◆ Estratto del documento:
Gli effetti di una possibile nuova chiusura delle attività per una recrudescenza della pandemia. In quel caso ci sarebbe poco da dire. Nelle prossime settimane bisognerà vedere quanto è pericolosa questa nuova variante Omicron.
Un altro tema rilevante che emerge dal report dell’Istat è il livello di istruzione degli occupati. Gli occupati italiani evidenziano una composizione per titolo di studio significativamente differente da quella dei principali paesi europei. Nel secondo trimestre del 2021, la quota di occupati in Italia tra i 25 e i 64 anni con titolo di istruzione terziaria (pari al 24,6 per cento), è stata decisamente inferiore a quella di Spagna (46,5), Francia (46,2) e Germania (32,1), sebbene in crescita rispetto alla media del 2019 (23,4). Dati che fanno riflettere.
Sono dati già noti da tempo, purtroppo. Abbiamo il numero di laureati più basso in Europa, secondi solo alla Romania. Ed è un problema che si scarica sull’amministrazione pubblica italiana.
Il grande spauracchio di questi mesi, specie nella stampa internazionale, è l’inflazione in crescita: perché aumentano i prezzi? E per quanto durerà? L’America e la Germania sono molto preoccupate. Molto meno, almeno sembra, l’Italia. Perché?
Per adesso l’inflazione in Italia è più bassa. Anche se, nel mese di novembre, è stata tra le più alte d’Europa con una crescita dello 0,7 per cento. Potrebbe esserci a breve una fase di recupero. Negli Stati Uniti e in Germania sono già nella fase del second round effect, ovvero in quella fase in cui l’aumento dei prezzi dell’energia si scarica già su altre tariffe. In Italia il fattore determinante dell’inflazione, per adesso, è ancora quello legato ai costi energetici.
Quali conseguenze può avere l’inflazione?
Se si tratta di fattori temporanei l’inflazione rallenterà da sé. Bisogna tener presente che tante cose non fatte nel 2020 a causa della pandemia si scaricano ora sul 2021. Superata questa fase potrebbe tornare la normalità.
E se non si tratta di fattori temporanei?
Se il problema è che i tassi di interesse sono troppo bassi o che si è immessa nel mercato troppa moneta allora bisognerà aumentare i tassi di interesse e ridurre la stampa di nuova moneta. Il presidente della Fed Jerome Powell ha fatto capire, di recente, che bisognerà mettere uno stop alle politiche espansive. La Banca centrale europea, viceversa, crede in questo momento ai fattori temporanei, pertanto non sembra interessata ad aumentare i tassi di interesse. Ma fra due mesi bisognerà valutare attentamente: se l’inflazione continuerà a crescere bisognerà dare una stretta alla politica economica.

◆ Dati mostrati:
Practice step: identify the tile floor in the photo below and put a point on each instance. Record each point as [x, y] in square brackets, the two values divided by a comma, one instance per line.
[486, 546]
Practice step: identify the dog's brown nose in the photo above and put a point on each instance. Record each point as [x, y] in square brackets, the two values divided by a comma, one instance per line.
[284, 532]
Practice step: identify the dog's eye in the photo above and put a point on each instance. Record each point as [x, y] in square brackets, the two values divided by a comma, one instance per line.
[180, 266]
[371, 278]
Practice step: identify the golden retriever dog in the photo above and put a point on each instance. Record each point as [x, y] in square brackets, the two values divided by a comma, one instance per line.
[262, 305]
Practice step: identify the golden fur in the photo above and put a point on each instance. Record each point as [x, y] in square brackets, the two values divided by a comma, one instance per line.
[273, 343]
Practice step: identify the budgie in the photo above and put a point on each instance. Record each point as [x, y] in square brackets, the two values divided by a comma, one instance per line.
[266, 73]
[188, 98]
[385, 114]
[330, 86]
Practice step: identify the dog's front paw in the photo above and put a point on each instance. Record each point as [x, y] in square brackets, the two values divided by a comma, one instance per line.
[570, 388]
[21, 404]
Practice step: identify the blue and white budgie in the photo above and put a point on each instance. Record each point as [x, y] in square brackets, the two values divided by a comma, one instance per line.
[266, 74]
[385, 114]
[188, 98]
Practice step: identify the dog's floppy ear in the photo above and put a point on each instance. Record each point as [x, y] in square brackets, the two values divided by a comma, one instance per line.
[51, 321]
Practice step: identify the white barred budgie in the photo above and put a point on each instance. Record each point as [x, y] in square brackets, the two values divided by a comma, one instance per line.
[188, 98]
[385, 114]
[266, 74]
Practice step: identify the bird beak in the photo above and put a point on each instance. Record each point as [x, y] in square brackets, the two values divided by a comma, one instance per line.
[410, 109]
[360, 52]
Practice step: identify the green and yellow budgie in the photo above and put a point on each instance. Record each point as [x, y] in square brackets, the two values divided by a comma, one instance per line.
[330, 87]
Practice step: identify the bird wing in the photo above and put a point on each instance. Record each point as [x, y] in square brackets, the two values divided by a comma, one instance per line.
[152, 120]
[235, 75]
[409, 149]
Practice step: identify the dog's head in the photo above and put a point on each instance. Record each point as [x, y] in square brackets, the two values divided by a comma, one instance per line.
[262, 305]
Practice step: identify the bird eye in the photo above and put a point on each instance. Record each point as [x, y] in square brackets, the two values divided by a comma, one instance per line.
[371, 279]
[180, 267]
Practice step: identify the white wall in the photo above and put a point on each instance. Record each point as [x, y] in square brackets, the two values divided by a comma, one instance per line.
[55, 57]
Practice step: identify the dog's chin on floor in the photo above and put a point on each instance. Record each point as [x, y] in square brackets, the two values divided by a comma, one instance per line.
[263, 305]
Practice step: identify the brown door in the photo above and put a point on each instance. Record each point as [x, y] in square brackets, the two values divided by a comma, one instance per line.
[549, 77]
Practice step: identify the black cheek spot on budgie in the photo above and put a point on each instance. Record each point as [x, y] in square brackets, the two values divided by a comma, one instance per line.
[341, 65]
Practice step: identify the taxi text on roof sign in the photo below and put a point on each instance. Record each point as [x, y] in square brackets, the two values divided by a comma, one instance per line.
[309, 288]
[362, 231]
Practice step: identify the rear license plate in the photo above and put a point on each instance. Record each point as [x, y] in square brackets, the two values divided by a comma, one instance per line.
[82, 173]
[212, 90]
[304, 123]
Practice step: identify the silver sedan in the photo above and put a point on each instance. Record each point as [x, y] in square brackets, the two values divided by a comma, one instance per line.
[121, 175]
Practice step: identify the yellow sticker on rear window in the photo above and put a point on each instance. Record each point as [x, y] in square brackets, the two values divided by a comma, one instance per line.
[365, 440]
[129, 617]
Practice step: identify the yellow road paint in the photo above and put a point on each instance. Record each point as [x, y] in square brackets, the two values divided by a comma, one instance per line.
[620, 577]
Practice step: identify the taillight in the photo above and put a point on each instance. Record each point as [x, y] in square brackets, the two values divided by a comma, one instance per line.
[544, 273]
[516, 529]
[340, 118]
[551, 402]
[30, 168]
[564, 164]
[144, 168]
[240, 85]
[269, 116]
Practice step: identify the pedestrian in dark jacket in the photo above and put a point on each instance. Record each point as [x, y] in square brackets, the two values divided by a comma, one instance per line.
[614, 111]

◆ I tuoi compiti:
a) Traduci in inglese, per favore, questa frase del brano sull'economia italiana: "Bisogna tener presente che tante cose non fatte nel 2020 a causa della pandemia si scaricano ora sul 2021."
b) Riprendi il brano sull'economia italiana e proseguilo dopo la sua ultima frase.

◆ Soluzioni dell'esercizio:
a) It should be kept in mind that many things not done in 2020 because of the pandemic are now spilling over into 2021.

b)
Nel frattempo in Italia si parla della riforma fiscale. Qual è la sua valutazione in merito? Come possiamo giudicare le prime mosse del governo? I sindacati sono già sul piede di guerra…
La riforma fiscale per adesso è molto vaga. Se i paletti sono molto ampi si dà una grande discrezionalità al governo ed è difficile esprimere un giudizio. Per adesso stiamo assistendo ad un anticipo del taglio delle tasse. I sindacati protestano perché le riduzioni di imposta concordate nella maggioranza vanno soprattutto ai redditi medi e non ai dipendenti e ai redditi bassi. Però bisogna ricordare che già 10 milioni di italiani non pagano le tasse perché hanno redditi bassi. Gli 80 euro di Renzi – che poi sono diventati 100 – sono già stati un beneficio nei confronti dei contribuenti che si trovano nella fascia sotto ai 27 mila euro. Pertanto si parla di benefici fiscali per chi ha un reddito non superiore ai 50-55 milioni di euro.
Il contributo di solidarietà per coprire l’aumento delle bollette è saltato la settimana scorsa. Per le forze che lo hanno respinto era un sorta di patrimoniale. Lei che ne pensa?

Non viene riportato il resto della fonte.